> **What this task involves**
Lines to return, exactly: from the line with "point(484, 160)" to the line with "point(172, 319)" in the entries below, both included.
─── Recorded information ───
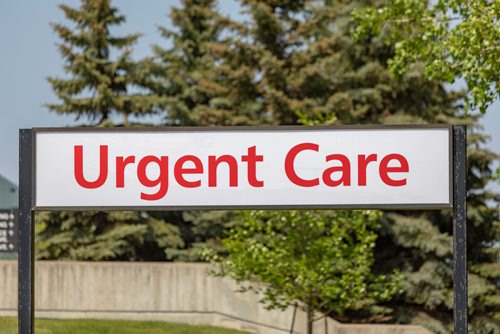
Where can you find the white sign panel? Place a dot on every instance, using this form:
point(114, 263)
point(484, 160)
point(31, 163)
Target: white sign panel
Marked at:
point(383, 167)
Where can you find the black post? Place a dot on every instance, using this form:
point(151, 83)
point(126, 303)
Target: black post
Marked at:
point(459, 229)
point(26, 269)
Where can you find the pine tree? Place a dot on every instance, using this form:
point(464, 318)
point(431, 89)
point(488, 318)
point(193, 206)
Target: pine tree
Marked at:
point(186, 77)
point(98, 84)
point(297, 62)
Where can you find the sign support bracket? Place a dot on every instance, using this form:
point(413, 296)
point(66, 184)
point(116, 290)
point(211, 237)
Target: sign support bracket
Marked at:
point(26, 260)
point(459, 229)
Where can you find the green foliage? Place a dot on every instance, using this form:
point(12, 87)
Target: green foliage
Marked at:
point(322, 258)
point(454, 38)
point(185, 77)
point(97, 84)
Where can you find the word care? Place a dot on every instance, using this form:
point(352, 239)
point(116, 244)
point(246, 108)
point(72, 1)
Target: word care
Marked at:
point(298, 167)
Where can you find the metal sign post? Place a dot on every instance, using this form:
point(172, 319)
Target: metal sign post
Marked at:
point(26, 255)
point(448, 153)
point(459, 229)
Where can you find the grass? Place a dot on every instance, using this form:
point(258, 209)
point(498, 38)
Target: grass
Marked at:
point(86, 326)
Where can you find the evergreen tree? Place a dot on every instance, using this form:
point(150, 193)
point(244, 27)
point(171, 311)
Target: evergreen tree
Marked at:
point(98, 87)
point(98, 84)
point(186, 76)
point(298, 62)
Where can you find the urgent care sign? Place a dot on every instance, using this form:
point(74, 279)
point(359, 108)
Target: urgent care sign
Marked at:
point(248, 167)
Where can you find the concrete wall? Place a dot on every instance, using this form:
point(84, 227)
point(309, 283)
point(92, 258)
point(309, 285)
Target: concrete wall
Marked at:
point(178, 292)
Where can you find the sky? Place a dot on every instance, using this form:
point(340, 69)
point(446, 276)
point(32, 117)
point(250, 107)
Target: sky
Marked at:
point(28, 54)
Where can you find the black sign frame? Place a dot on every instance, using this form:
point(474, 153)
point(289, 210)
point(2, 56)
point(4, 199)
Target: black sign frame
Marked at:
point(26, 255)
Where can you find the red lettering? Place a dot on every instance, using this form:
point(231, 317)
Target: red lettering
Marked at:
point(120, 169)
point(289, 165)
point(251, 159)
point(363, 162)
point(231, 162)
point(180, 171)
point(345, 168)
point(162, 179)
point(103, 167)
point(385, 169)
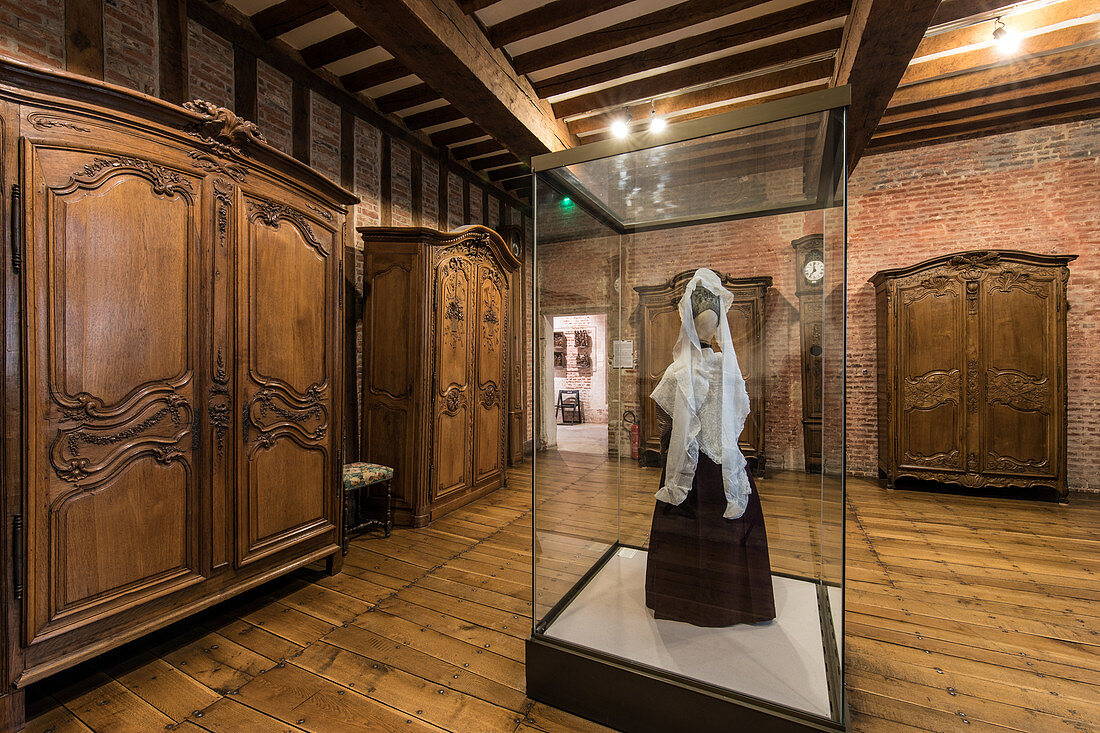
───
> **Solution**
point(484, 160)
point(31, 163)
Target: white sign panel
Marked at:
point(383, 167)
Where can you find the black post? Place a dot on every instance, using this form:
point(151, 83)
point(126, 303)
Target: black post
Marked at:
point(459, 229)
point(26, 269)
Where can you find the pine tree? Place a dot on every instance, using this form:
point(464, 318)
point(431, 89)
point(488, 318)
point(193, 206)
Target: pine tree
Marked at:
point(186, 77)
point(98, 84)
point(297, 62)
Where can you find the sign support bracket? Place a dot on every instance, using this form:
point(413, 296)
point(66, 184)
point(116, 290)
point(211, 237)
Target: sign support bracket
Marked at:
point(26, 260)
point(459, 229)
Where can you find the green foliage? Place a dot on every instance, using this form:
point(12, 87)
Target: green foliage
Marked at:
point(322, 258)
point(454, 38)
point(185, 77)
point(97, 84)
Where can you find the word care? Place a dot on every instance, using this form:
point(352, 239)
point(116, 244)
point(246, 108)
point(72, 1)
Target: word care
Marked at:
point(298, 167)
Where can you find the metal sign post? Place a dot on every instance, using this form:
point(172, 319)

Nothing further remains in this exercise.